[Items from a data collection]
— BEGIN —

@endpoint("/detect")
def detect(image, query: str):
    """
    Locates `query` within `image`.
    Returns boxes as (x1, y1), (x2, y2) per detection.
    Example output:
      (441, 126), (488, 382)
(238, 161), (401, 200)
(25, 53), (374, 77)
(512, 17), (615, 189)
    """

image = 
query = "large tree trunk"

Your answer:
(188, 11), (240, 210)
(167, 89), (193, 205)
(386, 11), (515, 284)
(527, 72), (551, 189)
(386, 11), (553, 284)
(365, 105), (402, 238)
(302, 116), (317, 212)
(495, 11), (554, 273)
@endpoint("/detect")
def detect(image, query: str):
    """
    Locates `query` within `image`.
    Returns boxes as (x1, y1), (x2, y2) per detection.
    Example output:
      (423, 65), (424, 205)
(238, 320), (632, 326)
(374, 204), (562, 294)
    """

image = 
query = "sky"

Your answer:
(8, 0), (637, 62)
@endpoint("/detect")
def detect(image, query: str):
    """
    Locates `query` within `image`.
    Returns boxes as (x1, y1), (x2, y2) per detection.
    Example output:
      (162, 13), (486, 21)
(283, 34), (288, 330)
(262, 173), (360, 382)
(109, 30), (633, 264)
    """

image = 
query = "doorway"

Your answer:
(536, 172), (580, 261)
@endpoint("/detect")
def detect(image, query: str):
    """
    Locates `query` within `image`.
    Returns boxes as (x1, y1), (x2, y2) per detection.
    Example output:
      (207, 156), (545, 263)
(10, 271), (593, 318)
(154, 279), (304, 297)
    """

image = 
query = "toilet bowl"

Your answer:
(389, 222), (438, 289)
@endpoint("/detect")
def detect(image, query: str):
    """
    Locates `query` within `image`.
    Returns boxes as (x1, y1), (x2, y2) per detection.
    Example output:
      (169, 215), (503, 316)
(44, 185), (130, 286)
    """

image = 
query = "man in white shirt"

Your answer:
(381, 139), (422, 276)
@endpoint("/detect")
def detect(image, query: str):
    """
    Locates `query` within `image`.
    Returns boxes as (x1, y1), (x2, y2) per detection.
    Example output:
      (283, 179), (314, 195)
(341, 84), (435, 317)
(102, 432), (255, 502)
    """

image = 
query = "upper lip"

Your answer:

— END —

Recast everything from the start of the items down to the line containing "(536, 172), (580, 261)" as a numbered list, leaving out blank lines.

1. @endpoint("/detect")
2. def detect(image, query: str):
3.     """
4.     Locates `query` within `image`.
5.     Returns boxes as (x1, y1), (x2, y2) per detection.
6.     Example output:
7.       (441, 126), (488, 382)
8. (238, 161), (401, 200)
9. (25, 53), (374, 77)
10. (512, 17), (615, 189)
11.     """
12. image = 
13. query = "large tree trunk"
14. Your answer:
15. (188, 11), (240, 210)
16. (167, 89), (193, 205)
17. (386, 11), (515, 284)
18. (527, 72), (551, 189)
19. (386, 11), (553, 284)
20. (365, 105), (402, 238)
21. (302, 116), (317, 212)
22. (495, 11), (554, 273)
23. @endpoint("/detect")
24. def detect(image, query: str):
25.     """
26.     Locates `query` within `image`.
27.     Returns boxes as (x1, y1), (x2, y2) per detection.
28.     Example output:
29.       (423, 65), (424, 205)
30. (238, 320), (632, 326)
31. (374, 204), (562, 294)
32.     """
33. image = 
34. query = "sky"
35. Your answer:
36. (8, 0), (637, 62)
37. @endpoint("/detect")
38. def detect(image, query: str):
39.     """
40.     Locates `query` within `image`.
41.     Returns boxes as (x1, y1), (x2, y2) per detection.
42.     Example output:
43.       (162, 13), (486, 21)
44. (283, 34), (288, 330)
45. (262, 173), (360, 382)
46. (109, 30), (633, 264)
47.     """
48. image = 
49. query = "doorway"
50. Your answer:
51. (536, 172), (580, 261)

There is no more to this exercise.